#### [The request]
Retype every entry exactly, character for character.

#### [Input data]

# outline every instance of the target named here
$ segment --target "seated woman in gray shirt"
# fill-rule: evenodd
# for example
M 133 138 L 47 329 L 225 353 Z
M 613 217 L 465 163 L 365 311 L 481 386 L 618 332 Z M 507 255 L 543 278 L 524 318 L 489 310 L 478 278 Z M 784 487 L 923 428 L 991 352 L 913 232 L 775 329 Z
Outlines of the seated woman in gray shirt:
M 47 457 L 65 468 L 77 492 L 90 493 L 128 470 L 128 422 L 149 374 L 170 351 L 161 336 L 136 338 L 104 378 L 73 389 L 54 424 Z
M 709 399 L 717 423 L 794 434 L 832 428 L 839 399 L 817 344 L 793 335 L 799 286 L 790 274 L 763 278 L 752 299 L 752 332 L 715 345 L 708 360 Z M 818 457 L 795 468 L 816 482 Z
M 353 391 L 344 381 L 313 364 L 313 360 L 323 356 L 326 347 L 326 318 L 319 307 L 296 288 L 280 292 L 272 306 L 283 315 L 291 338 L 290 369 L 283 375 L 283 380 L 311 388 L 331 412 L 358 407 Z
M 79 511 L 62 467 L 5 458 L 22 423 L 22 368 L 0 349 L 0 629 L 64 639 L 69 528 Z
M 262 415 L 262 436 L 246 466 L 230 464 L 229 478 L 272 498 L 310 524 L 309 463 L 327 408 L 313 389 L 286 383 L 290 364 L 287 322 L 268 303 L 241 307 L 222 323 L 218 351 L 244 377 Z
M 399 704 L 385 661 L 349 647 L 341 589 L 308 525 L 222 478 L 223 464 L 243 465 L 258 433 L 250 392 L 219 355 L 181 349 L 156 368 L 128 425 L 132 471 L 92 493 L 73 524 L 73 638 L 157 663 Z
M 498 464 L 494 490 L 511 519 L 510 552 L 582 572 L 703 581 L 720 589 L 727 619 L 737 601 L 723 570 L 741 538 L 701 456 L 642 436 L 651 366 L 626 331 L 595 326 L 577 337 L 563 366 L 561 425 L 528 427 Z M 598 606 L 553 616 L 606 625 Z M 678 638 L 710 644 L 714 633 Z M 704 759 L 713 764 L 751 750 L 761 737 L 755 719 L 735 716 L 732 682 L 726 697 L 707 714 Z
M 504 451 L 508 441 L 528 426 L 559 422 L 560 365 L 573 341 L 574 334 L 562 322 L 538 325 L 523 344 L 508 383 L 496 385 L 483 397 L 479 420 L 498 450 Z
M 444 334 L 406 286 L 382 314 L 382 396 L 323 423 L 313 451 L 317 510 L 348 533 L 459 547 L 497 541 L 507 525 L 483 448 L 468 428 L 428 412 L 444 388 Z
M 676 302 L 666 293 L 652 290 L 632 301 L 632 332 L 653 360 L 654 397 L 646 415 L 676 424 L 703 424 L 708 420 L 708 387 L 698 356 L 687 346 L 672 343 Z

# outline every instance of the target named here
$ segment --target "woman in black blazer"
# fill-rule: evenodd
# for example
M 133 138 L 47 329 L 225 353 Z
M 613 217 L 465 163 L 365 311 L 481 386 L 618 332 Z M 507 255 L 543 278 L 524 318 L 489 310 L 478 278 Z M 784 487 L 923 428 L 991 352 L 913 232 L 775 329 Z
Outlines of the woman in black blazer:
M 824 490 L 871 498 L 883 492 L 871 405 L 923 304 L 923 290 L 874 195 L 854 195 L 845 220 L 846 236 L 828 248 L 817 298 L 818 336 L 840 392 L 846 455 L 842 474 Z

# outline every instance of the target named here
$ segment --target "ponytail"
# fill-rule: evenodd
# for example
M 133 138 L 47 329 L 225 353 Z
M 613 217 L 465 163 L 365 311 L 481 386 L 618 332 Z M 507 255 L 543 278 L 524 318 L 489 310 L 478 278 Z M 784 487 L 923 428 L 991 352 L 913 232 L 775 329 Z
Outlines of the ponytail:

#### [Response to the exercise]
# outline every instance of the target named here
$ segment --target "seated woman in gray shirt"
# fill-rule: evenodd
# for example
M 133 138 L 47 329 L 225 353 Z
M 613 217 L 465 163 L 365 311 L 481 386 L 618 332 Z M 507 255 L 543 278 L 524 318 L 489 310 L 478 278 Z M 784 487 L 923 428 L 991 352 L 913 232 L 775 329 Z
Outlines of the seated woman in gray shirt:
M 47 457 L 65 468 L 77 492 L 90 493 L 128 470 L 128 422 L 149 374 L 170 351 L 161 336 L 136 338 L 104 378 L 73 389 L 54 424 Z
M 709 399 L 717 423 L 794 434 L 832 428 L 839 399 L 817 344 L 793 335 L 799 286 L 790 274 L 763 278 L 752 299 L 752 332 L 715 345 L 708 360 Z M 818 457 L 795 468 L 816 482 Z
M 353 391 L 344 381 L 313 364 L 313 360 L 323 356 L 326 347 L 326 318 L 319 307 L 296 288 L 280 292 L 272 306 L 283 315 L 291 338 L 290 369 L 283 375 L 283 380 L 311 388 L 331 412 L 358 407 Z
M 79 511 L 62 467 L 5 458 L 22 423 L 22 368 L 0 349 L 0 629 L 64 639 L 69 528 Z
M 262 415 L 262 436 L 246 466 L 230 464 L 229 478 L 272 498 L 310 524 L 309 463 L 327 408 L 313 389 L 286 383 L 290 364 L 287 322 L 268 303 L 241 307 L 222 323 L 218 351 L 244 377 Z
M 399 704 L 385 661 L 349 647 L 341 589 L 308 525 L 222 478 L 223 464 L 243 465 L 258 433 L 250 392 L 219 355 L 181 349 L 156 368 L 128 425 L 132 471 L 92 493 L 73 524 L 73 638 L 157 663 Z
M 498 464 L 494 490 L 511 519 L 510 552 L 582 572 L 703 581 L 720 589 L 727 619 L 737 601 L 723 570 L 741 538 L 701 456 L 642 436 L 651 366 L 626 331 L 595 326 L 577 337 L 563 366 L 561 425 L 528 427 Z M 598 606 L 553 616 L 606 625 Z M 678 638 L 710 644 L 714 633 Z M 704 759 L 713 764 L 751 750 L 761 737 L 755 719 L 735 716 L 732 682 L 726 697 L 707 714 Z
M 504 451 L 508 441 L 528 426 L 559 422 L 560 365 L 573 341 L 574 334 L 562 322 L 538 325 L 523 344 L 508 383 L 496 385 L 483 397 L 479 420 L 498 450 Z
M 444 334 L 406 286 L 382 314 L 382 396 L 323 423 L 313 451 L 317 510 L 348 533 L 459 547 L 497 541 L 507 525 L 483 448 L 468 428 L 428 412 L 444 388 Z
M 676 302 L 666 293 L 652 290 L 632 301 L 632 332 L 653 360 L 654 397 L 646 415 L 676 424 L 703 424 L 708 420 L 708 387 L 698 356 L 687 346 L 672 343 Z

# outline every instance of the target named here
$ segment --target "woman in black blazer"
# fill-rule: evenodd
# for example
M 133 138 L 47 329 L 225 353 Z
M 613 217 L 465 163 L 365 311 L 481 386 L 618 332 Z M 507 255 L 543 278 L 524 318 L 489 310 L 478 278 Z M 784 487 L 923 428 L 991 352 L 913 232 L 775 329 Z
Outlines of the woman in black blazer:
M 824 490 L 871 498 L 883 492 L 871 405 L 923 304 L 923 290 L 874 195 L 854 195 L 845 220 L 846 236 L 828 248 L 817 298 L 818 336 L 840 392 L 846 455 L 842 474 Z

# outline every instance of the target named here
$ segment --target "ponytail"
# fill-rule: evenodd
# for example
M 133 138 L 47 329 L 225 353 Z
M 613 217 L 465 163 L 365 311 L 481 386 L 618 332 Z M 507 255 L 543 278 L 524 318 L 489 310 L 478 278 Z M 784 487 L 923 428 L 991 352 L 913 232 L 775 329 Z
Outlines of the ponytail:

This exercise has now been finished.